§ **REQUIRED TASKS**:
a: Decide whether each statement below agrees with the article on care workers' sleep-in pay, answering yes or no and quoting the words of the article that settle it. (i) The Court of Appeal ruled that care workers must receive the national minimum wage for every hour of a sleep-in shift. (ii) Tomlinson-Blake received £29 for her sleep-in shifts. (iii) Only 49 percent of councils and NHS commissioners pay full hourly wages.
b: Rewrite the part of the article on care workers' sleep-in pay that opens with the words containing "Tomlinson-Blake was paid" and closes with "the Supreme Court.", substituting "employers" for "bosses".

§ **PASSAGE TO READ**:
━━━━━━
A legal decision is set to rob thousands of pounds from care workers’ wages.

The Court of Appeal has overturned a ruling that care workers are entitled to the national minimum wage for every hour of a sleep-in shift.

It means that workers will continue to be paid a flat rate for the duration of their shift—with more paid if they’re active during the night.

Such a pay structure is not unique to charities or private companies—only 49 percent of councils and NHS commissioners pay full hourly wages.

It centres on a case brought by care worker Clare Tomlinson-Blake against her employer Mencap—a ­charity for people with learning difficulties.

But it has repercussions for all care workers who do sleep-ins.

Tomlinson-Blake was paid £29 for her sleep-in shifts. Her pay would have almost doubled if she was paid a full hourly rate.

And the most recent decision means that bosses are also not liable for back-pay.

The ruling last year meant that companies could face up to six years of pay claims—costing an estimated £400 million.

Unions are likely to appeal against the judgement at the Supreme Court.


Chair of Mencap Derek Lewis said “large unfunded back payments had threatened to bankrupt many providers, jeopardising the care of vulnerable people and the employment of their carers”.
━━━━━━
§ **STORED ROWS**:
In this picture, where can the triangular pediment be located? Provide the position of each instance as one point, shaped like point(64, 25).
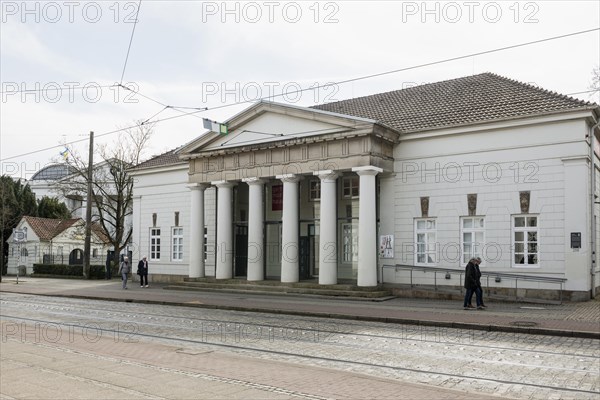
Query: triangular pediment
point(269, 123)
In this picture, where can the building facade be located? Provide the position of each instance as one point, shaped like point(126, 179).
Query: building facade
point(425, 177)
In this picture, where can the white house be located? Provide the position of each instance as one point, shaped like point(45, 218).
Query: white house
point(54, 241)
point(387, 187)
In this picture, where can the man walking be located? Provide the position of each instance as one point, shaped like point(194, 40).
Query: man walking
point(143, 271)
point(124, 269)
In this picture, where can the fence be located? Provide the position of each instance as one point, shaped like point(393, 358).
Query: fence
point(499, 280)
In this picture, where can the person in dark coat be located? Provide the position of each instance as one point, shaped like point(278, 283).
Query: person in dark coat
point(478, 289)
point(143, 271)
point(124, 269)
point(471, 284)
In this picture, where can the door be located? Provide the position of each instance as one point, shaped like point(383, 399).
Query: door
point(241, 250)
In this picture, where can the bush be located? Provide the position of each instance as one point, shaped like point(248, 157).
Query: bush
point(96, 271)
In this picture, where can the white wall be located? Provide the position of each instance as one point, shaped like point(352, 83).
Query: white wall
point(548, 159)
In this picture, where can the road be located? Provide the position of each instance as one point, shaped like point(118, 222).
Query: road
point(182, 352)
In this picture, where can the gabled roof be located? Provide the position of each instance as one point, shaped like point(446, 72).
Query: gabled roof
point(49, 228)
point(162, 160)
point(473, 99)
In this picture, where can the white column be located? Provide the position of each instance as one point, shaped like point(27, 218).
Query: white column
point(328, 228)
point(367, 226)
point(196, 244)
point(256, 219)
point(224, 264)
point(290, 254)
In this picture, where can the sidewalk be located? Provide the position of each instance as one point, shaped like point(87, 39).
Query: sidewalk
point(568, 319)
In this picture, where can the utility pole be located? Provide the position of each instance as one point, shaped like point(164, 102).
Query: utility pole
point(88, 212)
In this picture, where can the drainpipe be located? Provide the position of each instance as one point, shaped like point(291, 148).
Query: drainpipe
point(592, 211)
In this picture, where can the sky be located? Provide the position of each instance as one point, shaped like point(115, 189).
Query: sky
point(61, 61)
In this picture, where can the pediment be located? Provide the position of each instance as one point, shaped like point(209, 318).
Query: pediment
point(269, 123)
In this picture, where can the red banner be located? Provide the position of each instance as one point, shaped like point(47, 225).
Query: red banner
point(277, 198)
━━━━━━
§ **OUTPUTS IN ORDER**:
a:
(i) No: "The Court of Appeal has overturned a ruling that care workers are entitled to the national minimum wage for every hour of a sleep-in shift."
(ii) Yes: "Tomlinson-Blake was paid £29 for her sleep-in shifts."
(iii) Yes: "only 49 percent of councils and NHS commissioners pay full hourly wages."

b:
Tomlinson-Blake was paid £29 for her sleep-in shifts. Her pay would have almost doubled if she was paid a full hourly rate.

And the most recent decision means that employers are also not liable for back-pay.

The ruling last year meant that companies could face up to six years of pay claims—costing an estimated £400 million.

Unions are likely to appeal against the judgement at the Supreme Court.